» **Work order**: Report every line of the records below that contains the word "wearing".

-- Materials provided follows --

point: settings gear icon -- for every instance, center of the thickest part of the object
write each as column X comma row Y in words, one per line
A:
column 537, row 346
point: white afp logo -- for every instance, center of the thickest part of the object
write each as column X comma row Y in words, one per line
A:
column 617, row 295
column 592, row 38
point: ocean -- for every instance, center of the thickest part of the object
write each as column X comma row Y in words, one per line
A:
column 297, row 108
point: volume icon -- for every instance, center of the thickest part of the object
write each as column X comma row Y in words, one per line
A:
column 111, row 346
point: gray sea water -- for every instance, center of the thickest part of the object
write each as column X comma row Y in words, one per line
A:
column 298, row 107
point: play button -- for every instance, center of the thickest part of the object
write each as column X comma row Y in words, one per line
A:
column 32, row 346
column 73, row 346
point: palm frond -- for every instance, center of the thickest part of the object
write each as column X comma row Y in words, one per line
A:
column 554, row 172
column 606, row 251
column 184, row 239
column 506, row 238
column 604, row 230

-- Materials provided concluded --
-- Materials provided follows --

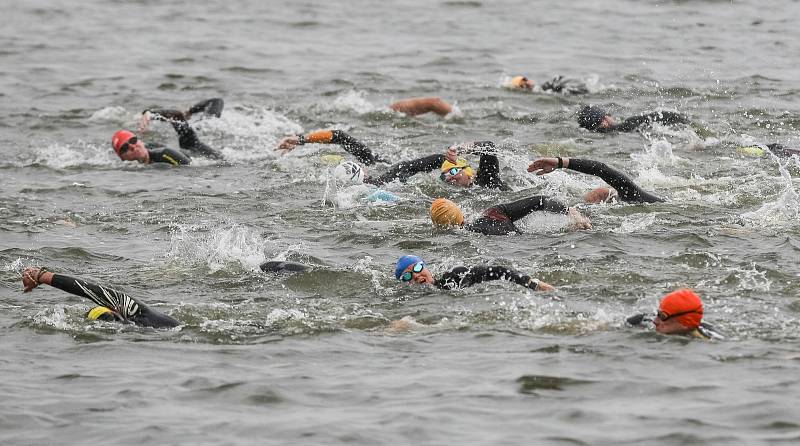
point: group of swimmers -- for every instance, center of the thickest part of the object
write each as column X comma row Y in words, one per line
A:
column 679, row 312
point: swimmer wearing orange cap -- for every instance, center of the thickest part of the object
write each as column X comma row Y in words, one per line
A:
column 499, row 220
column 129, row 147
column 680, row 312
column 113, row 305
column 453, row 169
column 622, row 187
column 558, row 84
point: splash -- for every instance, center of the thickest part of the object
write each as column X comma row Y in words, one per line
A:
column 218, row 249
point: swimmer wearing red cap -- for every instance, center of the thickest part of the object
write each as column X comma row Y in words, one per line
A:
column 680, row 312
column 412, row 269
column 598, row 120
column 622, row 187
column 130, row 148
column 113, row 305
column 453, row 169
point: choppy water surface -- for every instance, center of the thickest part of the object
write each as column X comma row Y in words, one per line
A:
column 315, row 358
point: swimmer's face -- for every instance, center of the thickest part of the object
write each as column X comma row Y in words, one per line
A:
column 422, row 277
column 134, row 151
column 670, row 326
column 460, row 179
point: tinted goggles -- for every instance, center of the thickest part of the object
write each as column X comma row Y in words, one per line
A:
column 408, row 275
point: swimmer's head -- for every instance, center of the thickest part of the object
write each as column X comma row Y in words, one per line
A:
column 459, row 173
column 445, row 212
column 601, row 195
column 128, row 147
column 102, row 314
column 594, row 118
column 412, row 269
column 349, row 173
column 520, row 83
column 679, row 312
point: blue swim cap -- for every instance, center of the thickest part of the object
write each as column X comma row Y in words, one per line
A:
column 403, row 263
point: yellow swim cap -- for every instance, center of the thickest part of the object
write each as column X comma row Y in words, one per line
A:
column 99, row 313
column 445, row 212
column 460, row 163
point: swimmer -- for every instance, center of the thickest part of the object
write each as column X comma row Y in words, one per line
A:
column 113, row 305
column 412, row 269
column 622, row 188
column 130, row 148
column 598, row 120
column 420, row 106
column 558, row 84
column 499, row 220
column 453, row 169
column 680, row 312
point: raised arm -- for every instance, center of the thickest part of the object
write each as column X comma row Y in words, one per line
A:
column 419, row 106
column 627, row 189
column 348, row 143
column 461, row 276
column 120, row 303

-- Materials provided concluded --

» **The completed task**:
point: swimmer wearing orange cap -- for every instance, center of the thickest part of the object
point: swimmer wearing red cap -- for every instance, center of the thickest part of the object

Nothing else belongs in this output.